As we navigate new ways to deliver care and support through online services, it’s important to ensure the safety and security of people accessing these services, especially where their personal information is concerned.
The following information provides some guidance for people working in HIV and sexual health organisations who are currently delivering services through popular webinar, virtual meeting and video conferencing platforms.
Platforms and applications
Zoom has become the video conferencing platform of choice for most organisations and the majority of information herein will refer to this application. However, there are alternatives available:
Suitable for work with service users
- Google Duo provides video conferencing for up to 12 people and is available via web and mobile devices. Video and audio calls are end-to-end encrypted.
- Webex is a popular video conferencing and webinar platform already used by many businesses. Video calling supports end-to-end encryption.
- GoToMeeting provides a similar service and includes end-to-end encryption as standard. There are no free plans.
Suitable for work with teams and colleagues
- Microsoft Teams is a ‘full-package’ collaborating tool which is one of the most comprehensive options available; with good security features and streamlined synchronisation with other Microsoft Office applications. However, it can be complicated and clunky compared to Zoom, which is simple and straightforward to use, or other options.
- Skype, Slack (paid plan only) and Facebook Messenger provide means to communicate by video but without full end-to-end encryption.

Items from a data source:
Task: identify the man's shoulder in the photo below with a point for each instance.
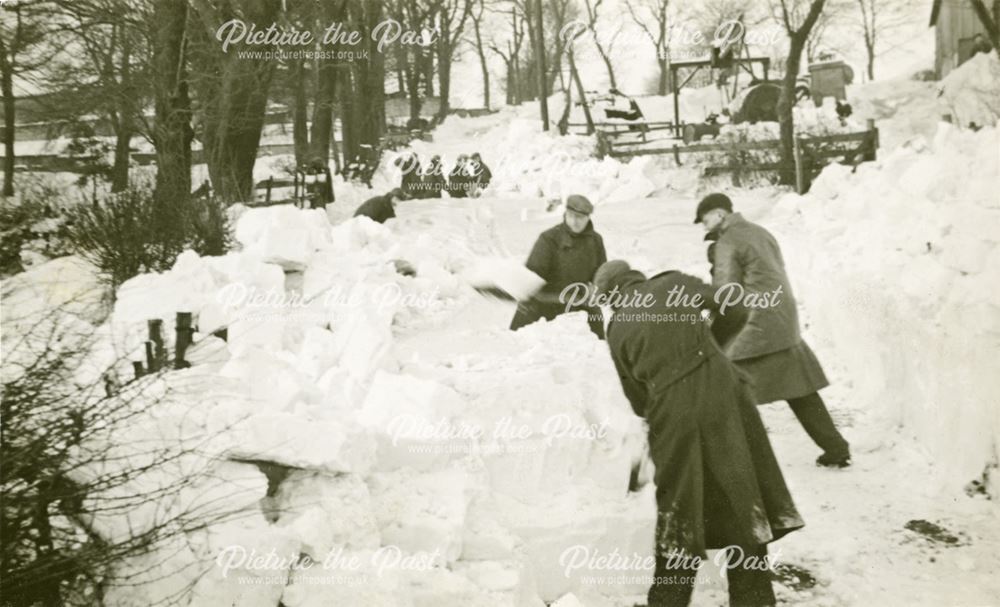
(743, 231)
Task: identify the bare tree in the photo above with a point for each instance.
(172, 134)
(798, 18)
(107, 72)
(478, 11)
(232, 94)
(78, 500)
(23, 30)
(990, 21)
(651, 17)
(510, 53)
(874, 19)
(417, 15)
(451, 18)
(593, 8)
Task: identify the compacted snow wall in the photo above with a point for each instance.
(899, 265)
(446, 472)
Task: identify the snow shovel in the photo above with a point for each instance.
(502, 278)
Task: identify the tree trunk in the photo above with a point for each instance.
(444, 85)
(125, 124)
(173, 107)
(786, 99)
(609, 67)
(482, 65)
(989, 22)
(579, 91)
(663, 83)
(413, 89)
(786, 103)
(539, 38)
(300, 113)
(427, 70)
(7, 86)
(326, 99)
(234, 93)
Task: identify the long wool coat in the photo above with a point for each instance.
(562, 258)
(769, 349)
(717, 480)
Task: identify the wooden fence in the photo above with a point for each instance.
(811, 153)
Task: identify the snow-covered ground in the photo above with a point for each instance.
(433, 457)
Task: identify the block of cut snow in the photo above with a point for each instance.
(327, 511)
(283, 234)
(422, 511)
(414, 422)
(440, 587)
(152, 576)
(391, 396)
(295, 440)
(484, 537)
(972, 91)
(362, 339)
(271, 383)
(317, 353)
(507, 274)
(248, 563)
(353, 586)
(68, 284)
(567, 600)
(965, 254)
(225, 490)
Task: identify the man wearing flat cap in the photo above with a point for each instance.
(564, 255)
(718, 484)
(770, 348)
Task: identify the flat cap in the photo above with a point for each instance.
(608, 273)
(580, 204)
(711, 202)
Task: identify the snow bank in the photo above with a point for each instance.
(972, 91)
(373, 451)
(912, 289)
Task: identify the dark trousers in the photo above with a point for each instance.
(815, 419)
(749, 583)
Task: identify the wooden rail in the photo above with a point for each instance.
(811, 153)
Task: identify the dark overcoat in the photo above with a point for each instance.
(562, 258)
(717, 480)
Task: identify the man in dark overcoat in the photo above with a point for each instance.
(748, 265)
(718, 484)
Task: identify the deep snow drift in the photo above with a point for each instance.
(391, 429)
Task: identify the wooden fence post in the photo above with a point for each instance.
(185, 332)
(800, 169)
(871, 141)
(155, 329)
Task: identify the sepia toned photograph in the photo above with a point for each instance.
(500, 303)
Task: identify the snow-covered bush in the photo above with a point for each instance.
(129, 233)
(79, 502)
(33, 227)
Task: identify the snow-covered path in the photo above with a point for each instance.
(856, 548)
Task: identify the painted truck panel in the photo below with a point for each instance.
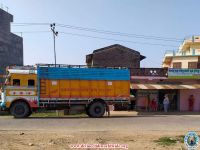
(83, 82)
(84, 89)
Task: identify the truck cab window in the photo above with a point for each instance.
(31, 82)
(16, 82)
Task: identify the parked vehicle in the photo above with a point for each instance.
(50, 87)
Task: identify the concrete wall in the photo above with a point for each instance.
(184, 60)
(184, 95)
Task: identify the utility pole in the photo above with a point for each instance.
(55, 33)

§ **TASK BRIEF**: Reproduce the entire text on video conferencing platforms for HIV and sexual health services, word for word. This listing was drawn from a different source.

§ **FINAL RESULT**:
As we navigate new ways to deliver care and support through online services, it’s important to ensure the safety and security of people accessing these services, especially where their personal information is concerned.
The following information provides some guidance for people working in HIV and sexual health organisations who are currently delivering services through popular webinar, virtual meeting and video conferencing platforms.
Platforms and applications
Zoom has become the video conferencing platform of choice for most organisations and the majority of information herein will refer to this application. However, there are alternatives available:
Suitable for work with service users
- Google Duo provides video conferencing for up to 12 people and is available via web and mobile devices. Video and audio calls are end-to-end encrypted.
- Webex is a popular video conferencing and webinar platform already used by many businesses. Video calling supports end-to-end encryption.
- GoToMeeting provides a similar service and includes end-to-end encryption as standard. There are no free plans.
Suitable for work with teams and colleagues
- Microsoft Teams is a ‘full-package’ collaborating tool which is one of the most comprehensive options available; with good security features and streamlined synchronisation with other Microsoft Office applications. However, it can be complicated and clunky compared to Zoom, which is simple and straightforward to use, or other options.
- Skype, Slack (paid plan only) and Facebook Messenger provide means to communicate by video but without full end-to-end encryption.